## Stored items
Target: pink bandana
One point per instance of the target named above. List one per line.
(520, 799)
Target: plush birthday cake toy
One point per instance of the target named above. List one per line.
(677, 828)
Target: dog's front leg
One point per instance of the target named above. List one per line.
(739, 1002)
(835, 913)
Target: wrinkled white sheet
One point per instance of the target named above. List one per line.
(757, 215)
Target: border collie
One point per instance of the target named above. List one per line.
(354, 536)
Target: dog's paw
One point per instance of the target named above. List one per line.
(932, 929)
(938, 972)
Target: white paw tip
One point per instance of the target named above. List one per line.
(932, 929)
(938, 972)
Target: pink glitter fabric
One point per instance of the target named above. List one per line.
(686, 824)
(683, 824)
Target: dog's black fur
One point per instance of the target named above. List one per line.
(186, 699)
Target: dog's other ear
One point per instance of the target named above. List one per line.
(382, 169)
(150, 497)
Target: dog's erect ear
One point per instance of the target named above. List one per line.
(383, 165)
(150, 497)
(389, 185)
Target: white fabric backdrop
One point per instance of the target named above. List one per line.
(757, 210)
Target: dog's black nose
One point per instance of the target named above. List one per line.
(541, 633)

## Problem description
Every entry is to be repeated precisely as it stands.

## Solved exercise
Target: pink bandana
One point per instance of the target named above. List one per line.
(520, 799)
Target: plush birthday cake toy
One point per instance of the target named above. List one per line.
(677, 828)
Target: dog's front leg
One point per instance of the target named above. List one per line.
(739, 1002)
(835, 913)
Target: wrinkled white sheet
One point per instance of the target named above. List one per line.
(757, 215)
Target: border collie
One point per instance of the target named above. List one per line.
(354, 536)
Target: dog's paw
One point per instance of the target named above. List one per line.
(932, 929)
(938, 972)
Target: white paw tip
One point per instance of the target named above. List one per line.
(932, 929)
(938, 972)
Target: pink glitter fabric
One point per instance of the target named above. List one per line.
(686, 824)
(683, 824)
Target: dog's black fur
One point per instance of the target named above. List one per line.
(186, 699)
Target: dog's other ear
One point per instance of the target named above. List one per line.
(382, 169)
(150, 497)
Target: dog's erect ear
One point per instance of the target named above. List one per line.
(383, 165)
(150, 497)
(389, 185)
Target: white fabric backdrop
One point per instance of the target named above. List one per line.
(757, 210)
Target: dog's black nose
One point per instance of the target named above. List one per line.
(541, 633)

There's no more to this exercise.